◆ **What to do**
Reproduce every one of the records below verbatim, line for line.

◆ **Data in this exercise**
______________________________
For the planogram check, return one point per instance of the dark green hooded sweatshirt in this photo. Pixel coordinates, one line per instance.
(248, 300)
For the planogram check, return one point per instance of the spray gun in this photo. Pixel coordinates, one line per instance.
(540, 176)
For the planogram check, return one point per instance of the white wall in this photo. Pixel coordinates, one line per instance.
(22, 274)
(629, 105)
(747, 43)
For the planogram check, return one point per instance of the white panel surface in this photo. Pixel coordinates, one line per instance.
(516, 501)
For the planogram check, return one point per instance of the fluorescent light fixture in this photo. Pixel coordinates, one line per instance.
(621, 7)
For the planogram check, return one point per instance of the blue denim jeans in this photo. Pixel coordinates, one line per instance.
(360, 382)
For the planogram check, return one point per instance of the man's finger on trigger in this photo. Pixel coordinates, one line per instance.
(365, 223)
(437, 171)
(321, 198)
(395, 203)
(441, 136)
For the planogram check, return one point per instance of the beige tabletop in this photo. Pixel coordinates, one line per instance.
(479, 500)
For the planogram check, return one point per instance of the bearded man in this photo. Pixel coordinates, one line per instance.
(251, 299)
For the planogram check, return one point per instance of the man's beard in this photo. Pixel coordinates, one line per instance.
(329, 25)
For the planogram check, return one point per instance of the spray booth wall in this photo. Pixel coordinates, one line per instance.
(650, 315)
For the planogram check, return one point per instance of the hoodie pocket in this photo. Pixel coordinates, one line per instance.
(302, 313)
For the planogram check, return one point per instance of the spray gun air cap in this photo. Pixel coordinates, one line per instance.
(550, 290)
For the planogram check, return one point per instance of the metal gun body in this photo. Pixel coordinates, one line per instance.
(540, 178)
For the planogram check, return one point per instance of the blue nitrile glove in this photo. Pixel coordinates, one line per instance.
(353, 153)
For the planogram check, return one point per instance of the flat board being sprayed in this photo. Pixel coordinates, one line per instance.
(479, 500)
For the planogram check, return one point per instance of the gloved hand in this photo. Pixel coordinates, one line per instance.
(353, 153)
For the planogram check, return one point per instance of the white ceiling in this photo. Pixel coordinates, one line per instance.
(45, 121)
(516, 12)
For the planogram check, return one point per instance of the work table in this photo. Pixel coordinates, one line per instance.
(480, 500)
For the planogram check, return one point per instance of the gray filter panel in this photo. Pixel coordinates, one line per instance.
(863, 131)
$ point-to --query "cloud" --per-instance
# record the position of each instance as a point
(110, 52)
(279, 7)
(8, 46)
______________________________
◆ **Result below**
For the planogram check, return one point per instance of the dark green hooded sweatshirt in this photo. Pixel coordinates, one line per instance.
(248, 300)
For the planogram check, return one point per instance of the spray gun in this photo. Pixel coordinates, one line per instance.
(540, 176)
For the planogram check, return one point per instance of the white wall in this photo. Pixel coordinates, one line per instance.
(22, 274)
(629, 105)
(747, 43)
For the planogram check, return one point per instance of the white panel surface in this photo. Pixel coordinates, one line per instance.
(516, 501)
For the planogram check, return one point per instance of the fluorescent light fixture in this photo. Pixel coordinates, one line per instance.
(621, 7)
For the planogram check, return one point per instance of the blue denim jeans in this photo. Pixel coordinates, one line per instance.
(360, 382)
For the planogram check, return one point per instance of the man's finger on trigger in this photo. Pixel coordinates, one line per instance.
(365, 223)
(437, 171)
(321, 198)
(395, 203)
(441, 136)
For the planogram check, return one point per instance of the beige tabletop in this photo. Pixel coordinates, one line per instance.
(479, 500)
For the planogram check, return one point per instance of the bearded man in this photo. Pixel coordinates, one line per instance.
(251, 299)
For the planogram check, return one point per instance of the man's beard in this photo. Pixel coordinates, one line per instance.
(329, 25)
For the planogram check, return one point per instance of the spray booth wall in this photo. Pixel coordinates, one line per instance.
(650, 315)
For the planogram check, return one point per instance of the hoodie pocket in this photo. Pixel coordinates, one line per instance.
(302, 313)
For the planogram check, return one point per instance of the spray gun air cap in this photo. Pixel coordinates, one line per instance.
(550, 290)
For the planogram check, return one point per instance of the metal gun body in this photo. Pixel coordinates, one line per instance.
(540, 178)
For the planogram check, return one point per instance of the blue nitrile glove in this photo. Pixel coordinates, one line per instance.
(353, 153)
For the planogram check, return one point per instance of the flat board being sprayed in this photo. Pixel coordinates, one line per instance.
(479, 500)
For the planogram check, return one point per instance of the gloved hand in this photo. Pixel coordinates, one line per instance.
(353, 153)
For the planogram check, return one point per instance of the white ceiling in this photo. Pixel coordinates, one line per instance.
(45, 121)
(516, 12)
For the planogram check, return one point per instance of the work table in this photo. Pixel coordinates, one line per instance.
(480, 500)
For the planogram check, return one point per instance of the gray filter panel in this photo. Pixel coordinates, one line per instance.
(863, 131)
$ point-to --query "cloud" --per-instance
# record the position of each instance as a point
(110, 52)
(279, 7)
(8, 46)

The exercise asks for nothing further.